RECORDS FOR THE EXERCISE:
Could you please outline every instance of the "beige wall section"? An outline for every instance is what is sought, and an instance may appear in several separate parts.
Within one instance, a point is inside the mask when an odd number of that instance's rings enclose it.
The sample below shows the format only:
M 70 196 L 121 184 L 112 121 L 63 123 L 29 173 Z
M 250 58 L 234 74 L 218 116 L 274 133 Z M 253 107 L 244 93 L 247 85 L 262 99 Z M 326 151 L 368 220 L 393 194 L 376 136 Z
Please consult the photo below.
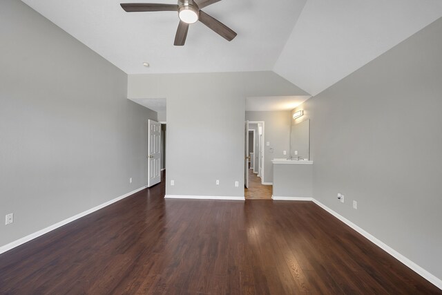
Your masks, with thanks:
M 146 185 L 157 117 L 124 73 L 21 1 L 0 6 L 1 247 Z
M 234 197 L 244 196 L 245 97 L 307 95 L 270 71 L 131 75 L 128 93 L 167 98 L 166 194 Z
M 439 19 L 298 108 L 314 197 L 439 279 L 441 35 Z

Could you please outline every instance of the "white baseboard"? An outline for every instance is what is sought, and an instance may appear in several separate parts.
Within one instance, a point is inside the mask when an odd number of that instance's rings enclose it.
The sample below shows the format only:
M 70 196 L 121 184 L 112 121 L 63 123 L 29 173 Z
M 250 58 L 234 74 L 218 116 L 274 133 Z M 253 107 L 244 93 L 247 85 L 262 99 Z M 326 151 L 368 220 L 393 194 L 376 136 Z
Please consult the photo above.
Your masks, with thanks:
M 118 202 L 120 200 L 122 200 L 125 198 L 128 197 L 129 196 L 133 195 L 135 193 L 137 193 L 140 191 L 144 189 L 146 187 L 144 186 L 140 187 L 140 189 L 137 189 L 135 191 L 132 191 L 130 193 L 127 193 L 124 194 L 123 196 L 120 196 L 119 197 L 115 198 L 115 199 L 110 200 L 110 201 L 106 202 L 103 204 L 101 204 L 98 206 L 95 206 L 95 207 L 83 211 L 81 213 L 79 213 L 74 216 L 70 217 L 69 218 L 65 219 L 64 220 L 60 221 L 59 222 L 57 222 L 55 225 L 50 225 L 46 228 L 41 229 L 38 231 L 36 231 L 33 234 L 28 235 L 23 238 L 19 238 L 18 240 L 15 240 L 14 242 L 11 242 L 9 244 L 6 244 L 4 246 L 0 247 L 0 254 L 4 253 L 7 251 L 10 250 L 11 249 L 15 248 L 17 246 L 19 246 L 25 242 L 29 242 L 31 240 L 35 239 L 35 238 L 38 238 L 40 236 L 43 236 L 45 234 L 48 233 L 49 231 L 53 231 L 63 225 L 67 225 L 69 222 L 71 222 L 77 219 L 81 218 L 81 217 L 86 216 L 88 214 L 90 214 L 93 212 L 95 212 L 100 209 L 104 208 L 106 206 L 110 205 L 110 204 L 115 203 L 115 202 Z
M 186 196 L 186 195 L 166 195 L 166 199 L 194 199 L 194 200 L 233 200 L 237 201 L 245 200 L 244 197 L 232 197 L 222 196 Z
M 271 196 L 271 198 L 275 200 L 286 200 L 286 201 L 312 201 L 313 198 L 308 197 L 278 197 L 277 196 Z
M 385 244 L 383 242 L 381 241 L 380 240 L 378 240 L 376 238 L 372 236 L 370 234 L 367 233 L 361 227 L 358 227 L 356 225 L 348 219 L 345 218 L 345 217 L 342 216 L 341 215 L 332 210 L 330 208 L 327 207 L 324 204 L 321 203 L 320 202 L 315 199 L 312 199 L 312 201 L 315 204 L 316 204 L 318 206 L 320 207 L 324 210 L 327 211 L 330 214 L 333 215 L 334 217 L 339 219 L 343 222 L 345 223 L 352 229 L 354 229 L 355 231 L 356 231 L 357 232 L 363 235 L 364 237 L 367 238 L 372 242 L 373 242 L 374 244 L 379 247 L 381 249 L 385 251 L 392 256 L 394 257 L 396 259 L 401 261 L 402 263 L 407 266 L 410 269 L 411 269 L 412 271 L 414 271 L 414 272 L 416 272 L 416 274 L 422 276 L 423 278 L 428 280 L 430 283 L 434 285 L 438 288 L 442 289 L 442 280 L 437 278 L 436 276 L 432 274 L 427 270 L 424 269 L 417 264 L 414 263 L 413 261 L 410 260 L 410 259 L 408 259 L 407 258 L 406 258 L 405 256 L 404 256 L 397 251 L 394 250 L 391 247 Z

WHAT YOU NEED TO DO: Convert the listing into a numbered list, starting at its first line and ending at the line containing "M 439 19 L 298", with both of those lines included and blank lines omitted. Leave the pictures out of the list.

TASK ANSWER:
1. Could you please outline every instance of the "beige wall section"? An outline for every instance is what is sought, and an instance may appear in several separate parts.
2. Within one instance, a point is inside the mask when an odd number of that instance's rings enclose it.
3. The sample below shows the format only:
4. M 70 196 L 121 184 L 112 121 L 63 123 L 29 173 Z
5. M 250 58 L 234 74 L 218 116 L 274 133 Z M 253 107 L 244 93 L 247 85 L 262 99 Z M 326 151 L 368 220 L 393 194 L 376 136 Z
6. Please consult the photo below.
7. Your masks, with thanks:
8. M 146 185 L 157 117 L 124 73 L 21 1 L 0 6 L 1 247 Z
9. M 234 197 L 244 196 L 245 97 L 307 95 L 270 71 L 131 75 L 128 93 L 167 98 L 166 194 Z
10. M 439 19 L 298 108 L 314 197 L 439 279 L 441 35 Z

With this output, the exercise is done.